## WHAT IS NEEDED
Write out, word for word, every line from the one containing "[pin] orange foliage -- one per line" through the last line of the records below, both ends included.

## INFORMATION PROVIDED
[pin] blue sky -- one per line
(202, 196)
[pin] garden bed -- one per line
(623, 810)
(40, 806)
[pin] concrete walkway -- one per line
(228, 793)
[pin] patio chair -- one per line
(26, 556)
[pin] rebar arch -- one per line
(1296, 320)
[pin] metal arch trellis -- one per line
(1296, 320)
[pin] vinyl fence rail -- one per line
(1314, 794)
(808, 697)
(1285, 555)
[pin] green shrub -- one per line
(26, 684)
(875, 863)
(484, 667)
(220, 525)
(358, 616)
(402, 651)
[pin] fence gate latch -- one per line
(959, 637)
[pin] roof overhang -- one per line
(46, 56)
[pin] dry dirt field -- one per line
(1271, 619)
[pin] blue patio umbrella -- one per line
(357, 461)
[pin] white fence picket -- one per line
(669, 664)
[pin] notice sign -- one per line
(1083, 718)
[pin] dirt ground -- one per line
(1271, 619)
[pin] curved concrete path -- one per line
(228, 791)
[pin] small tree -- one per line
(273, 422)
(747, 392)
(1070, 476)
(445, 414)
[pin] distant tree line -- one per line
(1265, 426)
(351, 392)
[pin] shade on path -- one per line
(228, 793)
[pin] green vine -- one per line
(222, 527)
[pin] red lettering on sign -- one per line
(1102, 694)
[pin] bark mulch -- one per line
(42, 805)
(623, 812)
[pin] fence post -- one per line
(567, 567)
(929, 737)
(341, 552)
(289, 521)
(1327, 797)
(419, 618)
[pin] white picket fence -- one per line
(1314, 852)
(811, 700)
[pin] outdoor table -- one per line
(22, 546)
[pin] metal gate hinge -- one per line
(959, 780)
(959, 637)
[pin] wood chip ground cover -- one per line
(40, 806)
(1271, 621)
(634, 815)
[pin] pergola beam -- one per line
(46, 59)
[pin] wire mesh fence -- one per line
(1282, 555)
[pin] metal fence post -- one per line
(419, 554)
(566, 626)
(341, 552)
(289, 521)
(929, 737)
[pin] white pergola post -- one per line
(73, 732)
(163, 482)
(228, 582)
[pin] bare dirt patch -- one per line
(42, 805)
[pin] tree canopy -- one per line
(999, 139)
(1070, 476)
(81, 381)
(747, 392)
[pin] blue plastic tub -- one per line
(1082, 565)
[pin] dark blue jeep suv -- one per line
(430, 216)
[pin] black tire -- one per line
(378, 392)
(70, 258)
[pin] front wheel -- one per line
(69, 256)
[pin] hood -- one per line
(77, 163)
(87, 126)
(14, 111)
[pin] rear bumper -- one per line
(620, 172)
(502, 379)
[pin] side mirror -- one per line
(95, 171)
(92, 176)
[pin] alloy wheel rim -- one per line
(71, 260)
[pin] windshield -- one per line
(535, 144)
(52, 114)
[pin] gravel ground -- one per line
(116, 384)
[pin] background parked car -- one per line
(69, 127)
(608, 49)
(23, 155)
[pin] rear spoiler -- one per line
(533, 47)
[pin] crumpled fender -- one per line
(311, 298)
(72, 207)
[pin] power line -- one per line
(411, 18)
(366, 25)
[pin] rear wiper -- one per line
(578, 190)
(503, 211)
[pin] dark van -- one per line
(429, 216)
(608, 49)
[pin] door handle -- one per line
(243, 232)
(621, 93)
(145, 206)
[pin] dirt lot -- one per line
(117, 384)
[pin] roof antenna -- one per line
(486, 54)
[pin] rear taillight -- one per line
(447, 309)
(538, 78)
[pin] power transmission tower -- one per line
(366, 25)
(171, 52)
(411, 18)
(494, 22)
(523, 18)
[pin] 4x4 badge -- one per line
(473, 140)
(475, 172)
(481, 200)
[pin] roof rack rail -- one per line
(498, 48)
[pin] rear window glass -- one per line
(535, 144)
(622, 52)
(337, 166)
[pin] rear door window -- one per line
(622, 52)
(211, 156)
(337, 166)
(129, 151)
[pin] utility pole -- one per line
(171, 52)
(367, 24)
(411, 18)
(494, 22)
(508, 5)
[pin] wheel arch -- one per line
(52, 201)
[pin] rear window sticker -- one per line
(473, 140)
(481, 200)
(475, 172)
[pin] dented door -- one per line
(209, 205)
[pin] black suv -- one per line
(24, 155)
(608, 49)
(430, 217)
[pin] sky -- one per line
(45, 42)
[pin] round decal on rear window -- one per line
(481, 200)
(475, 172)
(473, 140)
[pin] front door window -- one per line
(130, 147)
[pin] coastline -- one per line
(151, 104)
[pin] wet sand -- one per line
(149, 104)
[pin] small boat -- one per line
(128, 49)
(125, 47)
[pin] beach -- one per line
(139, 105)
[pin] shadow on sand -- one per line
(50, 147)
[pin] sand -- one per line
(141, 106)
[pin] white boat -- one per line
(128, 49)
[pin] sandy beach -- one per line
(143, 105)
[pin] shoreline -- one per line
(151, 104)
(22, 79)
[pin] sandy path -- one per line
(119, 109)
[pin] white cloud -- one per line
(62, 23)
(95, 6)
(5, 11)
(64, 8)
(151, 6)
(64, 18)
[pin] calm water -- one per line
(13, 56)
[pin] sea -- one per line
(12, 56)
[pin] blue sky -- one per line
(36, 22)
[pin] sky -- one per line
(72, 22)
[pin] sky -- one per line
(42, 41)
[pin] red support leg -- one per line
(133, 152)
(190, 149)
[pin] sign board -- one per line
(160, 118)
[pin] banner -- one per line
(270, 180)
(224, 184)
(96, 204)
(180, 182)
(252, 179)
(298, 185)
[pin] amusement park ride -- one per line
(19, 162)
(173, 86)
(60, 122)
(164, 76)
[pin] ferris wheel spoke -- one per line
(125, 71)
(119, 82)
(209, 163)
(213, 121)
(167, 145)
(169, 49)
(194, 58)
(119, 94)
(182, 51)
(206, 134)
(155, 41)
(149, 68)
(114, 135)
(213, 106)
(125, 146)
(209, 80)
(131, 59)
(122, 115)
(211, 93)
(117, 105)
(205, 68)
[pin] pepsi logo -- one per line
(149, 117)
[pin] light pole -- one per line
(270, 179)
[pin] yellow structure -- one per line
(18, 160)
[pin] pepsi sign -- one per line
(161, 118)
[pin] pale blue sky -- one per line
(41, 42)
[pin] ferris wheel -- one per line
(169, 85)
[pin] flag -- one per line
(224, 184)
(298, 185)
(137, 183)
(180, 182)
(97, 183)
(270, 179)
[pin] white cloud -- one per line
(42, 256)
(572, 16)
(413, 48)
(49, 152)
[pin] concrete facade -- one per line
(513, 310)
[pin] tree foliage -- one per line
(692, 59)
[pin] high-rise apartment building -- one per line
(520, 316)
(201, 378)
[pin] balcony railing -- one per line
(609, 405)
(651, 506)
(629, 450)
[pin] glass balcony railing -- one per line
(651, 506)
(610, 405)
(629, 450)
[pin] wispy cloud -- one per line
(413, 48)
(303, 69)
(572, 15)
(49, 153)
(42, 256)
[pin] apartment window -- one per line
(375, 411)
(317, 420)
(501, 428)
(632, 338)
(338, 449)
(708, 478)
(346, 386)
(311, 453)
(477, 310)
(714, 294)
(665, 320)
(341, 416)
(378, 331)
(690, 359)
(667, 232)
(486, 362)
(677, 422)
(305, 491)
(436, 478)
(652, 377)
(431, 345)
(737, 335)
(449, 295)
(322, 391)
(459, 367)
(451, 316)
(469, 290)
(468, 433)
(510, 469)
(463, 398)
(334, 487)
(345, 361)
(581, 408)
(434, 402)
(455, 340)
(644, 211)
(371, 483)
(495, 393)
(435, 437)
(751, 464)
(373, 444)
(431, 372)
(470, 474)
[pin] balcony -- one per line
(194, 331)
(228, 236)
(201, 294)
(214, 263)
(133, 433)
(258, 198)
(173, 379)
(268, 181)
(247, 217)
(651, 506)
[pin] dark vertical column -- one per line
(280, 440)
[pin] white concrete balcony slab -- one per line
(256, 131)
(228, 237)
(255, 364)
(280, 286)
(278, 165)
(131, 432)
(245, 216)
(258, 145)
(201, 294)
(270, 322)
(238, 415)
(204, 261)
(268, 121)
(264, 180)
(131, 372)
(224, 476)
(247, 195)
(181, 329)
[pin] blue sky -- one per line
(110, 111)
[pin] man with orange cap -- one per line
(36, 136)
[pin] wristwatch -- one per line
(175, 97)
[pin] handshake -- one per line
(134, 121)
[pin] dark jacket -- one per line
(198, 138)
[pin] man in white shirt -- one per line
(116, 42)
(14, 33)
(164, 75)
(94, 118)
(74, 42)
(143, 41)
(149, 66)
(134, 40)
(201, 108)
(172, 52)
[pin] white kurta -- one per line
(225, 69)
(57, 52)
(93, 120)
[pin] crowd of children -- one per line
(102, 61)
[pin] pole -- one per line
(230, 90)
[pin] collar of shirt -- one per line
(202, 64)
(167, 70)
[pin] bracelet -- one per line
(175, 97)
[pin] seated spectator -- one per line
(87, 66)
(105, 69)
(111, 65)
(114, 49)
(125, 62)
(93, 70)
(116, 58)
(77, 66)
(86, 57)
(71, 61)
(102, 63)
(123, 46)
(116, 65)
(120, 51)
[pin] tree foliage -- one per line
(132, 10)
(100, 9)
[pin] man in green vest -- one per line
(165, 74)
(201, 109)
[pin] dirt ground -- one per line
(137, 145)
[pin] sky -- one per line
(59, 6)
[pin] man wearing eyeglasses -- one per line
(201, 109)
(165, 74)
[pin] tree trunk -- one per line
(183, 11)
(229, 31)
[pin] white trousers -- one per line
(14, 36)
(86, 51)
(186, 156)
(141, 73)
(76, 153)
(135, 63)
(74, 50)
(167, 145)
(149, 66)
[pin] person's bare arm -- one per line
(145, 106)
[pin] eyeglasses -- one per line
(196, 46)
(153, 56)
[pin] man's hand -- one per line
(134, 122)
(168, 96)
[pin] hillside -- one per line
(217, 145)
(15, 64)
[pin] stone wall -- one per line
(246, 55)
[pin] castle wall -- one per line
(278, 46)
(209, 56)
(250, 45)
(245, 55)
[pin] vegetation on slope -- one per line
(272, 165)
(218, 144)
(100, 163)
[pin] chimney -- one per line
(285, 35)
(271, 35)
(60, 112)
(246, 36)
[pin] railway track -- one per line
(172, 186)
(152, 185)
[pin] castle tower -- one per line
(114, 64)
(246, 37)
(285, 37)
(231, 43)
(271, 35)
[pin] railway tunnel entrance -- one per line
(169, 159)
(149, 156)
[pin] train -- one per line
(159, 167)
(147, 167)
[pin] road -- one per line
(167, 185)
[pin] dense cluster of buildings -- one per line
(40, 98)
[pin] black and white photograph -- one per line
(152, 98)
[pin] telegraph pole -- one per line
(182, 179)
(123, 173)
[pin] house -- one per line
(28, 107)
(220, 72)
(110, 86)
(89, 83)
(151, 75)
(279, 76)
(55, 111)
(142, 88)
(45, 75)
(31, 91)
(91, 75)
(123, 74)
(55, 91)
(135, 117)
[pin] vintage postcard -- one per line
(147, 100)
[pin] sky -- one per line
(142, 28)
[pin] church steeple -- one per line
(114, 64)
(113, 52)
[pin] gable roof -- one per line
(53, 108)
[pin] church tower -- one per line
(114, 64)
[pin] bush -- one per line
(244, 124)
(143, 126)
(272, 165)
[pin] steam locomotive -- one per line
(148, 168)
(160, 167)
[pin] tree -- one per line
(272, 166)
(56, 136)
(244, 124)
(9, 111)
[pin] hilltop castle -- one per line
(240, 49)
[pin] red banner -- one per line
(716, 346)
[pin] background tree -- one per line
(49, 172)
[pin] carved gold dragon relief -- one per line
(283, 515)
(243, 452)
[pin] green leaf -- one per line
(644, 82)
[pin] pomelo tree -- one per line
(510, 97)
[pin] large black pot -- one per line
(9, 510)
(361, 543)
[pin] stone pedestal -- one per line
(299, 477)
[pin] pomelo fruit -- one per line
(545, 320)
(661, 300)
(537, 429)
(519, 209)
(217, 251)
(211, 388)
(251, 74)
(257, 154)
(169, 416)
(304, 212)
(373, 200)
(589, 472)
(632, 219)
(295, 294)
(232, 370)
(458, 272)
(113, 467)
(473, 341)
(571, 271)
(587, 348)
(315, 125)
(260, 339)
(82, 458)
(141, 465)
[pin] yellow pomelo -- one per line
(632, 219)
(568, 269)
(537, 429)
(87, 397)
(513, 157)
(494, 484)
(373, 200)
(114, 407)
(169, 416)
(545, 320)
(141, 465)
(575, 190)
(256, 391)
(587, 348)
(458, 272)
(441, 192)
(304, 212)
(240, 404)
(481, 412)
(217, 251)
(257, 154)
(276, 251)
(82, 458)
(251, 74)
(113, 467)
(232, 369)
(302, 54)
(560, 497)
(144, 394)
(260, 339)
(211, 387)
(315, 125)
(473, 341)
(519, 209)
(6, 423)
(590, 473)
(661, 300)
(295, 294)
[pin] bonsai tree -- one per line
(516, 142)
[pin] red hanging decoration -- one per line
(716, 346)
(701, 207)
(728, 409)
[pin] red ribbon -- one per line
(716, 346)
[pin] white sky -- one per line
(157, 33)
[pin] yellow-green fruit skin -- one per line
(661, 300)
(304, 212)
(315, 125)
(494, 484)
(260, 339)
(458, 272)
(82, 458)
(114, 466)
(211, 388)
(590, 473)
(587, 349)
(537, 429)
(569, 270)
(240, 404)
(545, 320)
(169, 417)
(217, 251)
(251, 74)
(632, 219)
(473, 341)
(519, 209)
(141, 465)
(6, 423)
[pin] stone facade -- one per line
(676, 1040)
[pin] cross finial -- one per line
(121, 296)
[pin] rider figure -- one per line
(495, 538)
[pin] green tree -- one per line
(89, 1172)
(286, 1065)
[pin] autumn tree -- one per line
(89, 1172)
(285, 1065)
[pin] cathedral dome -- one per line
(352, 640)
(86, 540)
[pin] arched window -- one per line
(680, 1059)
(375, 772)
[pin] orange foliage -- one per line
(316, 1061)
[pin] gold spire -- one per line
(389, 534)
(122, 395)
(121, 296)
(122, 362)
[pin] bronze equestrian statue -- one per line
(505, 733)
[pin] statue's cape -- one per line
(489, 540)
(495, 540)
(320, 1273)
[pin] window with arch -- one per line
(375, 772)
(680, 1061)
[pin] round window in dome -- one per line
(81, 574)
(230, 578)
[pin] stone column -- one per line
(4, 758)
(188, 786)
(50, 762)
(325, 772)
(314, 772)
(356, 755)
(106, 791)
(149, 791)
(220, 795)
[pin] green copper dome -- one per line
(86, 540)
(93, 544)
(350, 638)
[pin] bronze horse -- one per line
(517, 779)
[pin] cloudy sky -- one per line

## THE SOLUTION
[pin] orange foliage -- one per line
(316, 1061)
[pin] gold spire -- one per line
(389, 534)
(122, 395)
(121, 296)
(122, 362)
[pin] bronze equestrian statue -- one per line
(505, 733)
[pin] statue's cape -- one per line
(489, 540)
(495, 540)
(320, 1273)
[pin] window with arch -- one per line
(375, 772)
(680, 1061)
[pin] round window in dome -- one per line
(81, 574)
(230, 578)
[pin] stone column -- one per line
(4, 758)
(188, 786)
(50, 762)
(325, 772)
(314, 772)
(356, 755)
(106, 791)
(149, 791)
(220, 795)
[pin] green copper dome -- one per line
(86, 540)
(93, 544)
(350, 638)
[pin] bronze horse -- one per line
(517, 779)
[pin] cloudy sky -- one per line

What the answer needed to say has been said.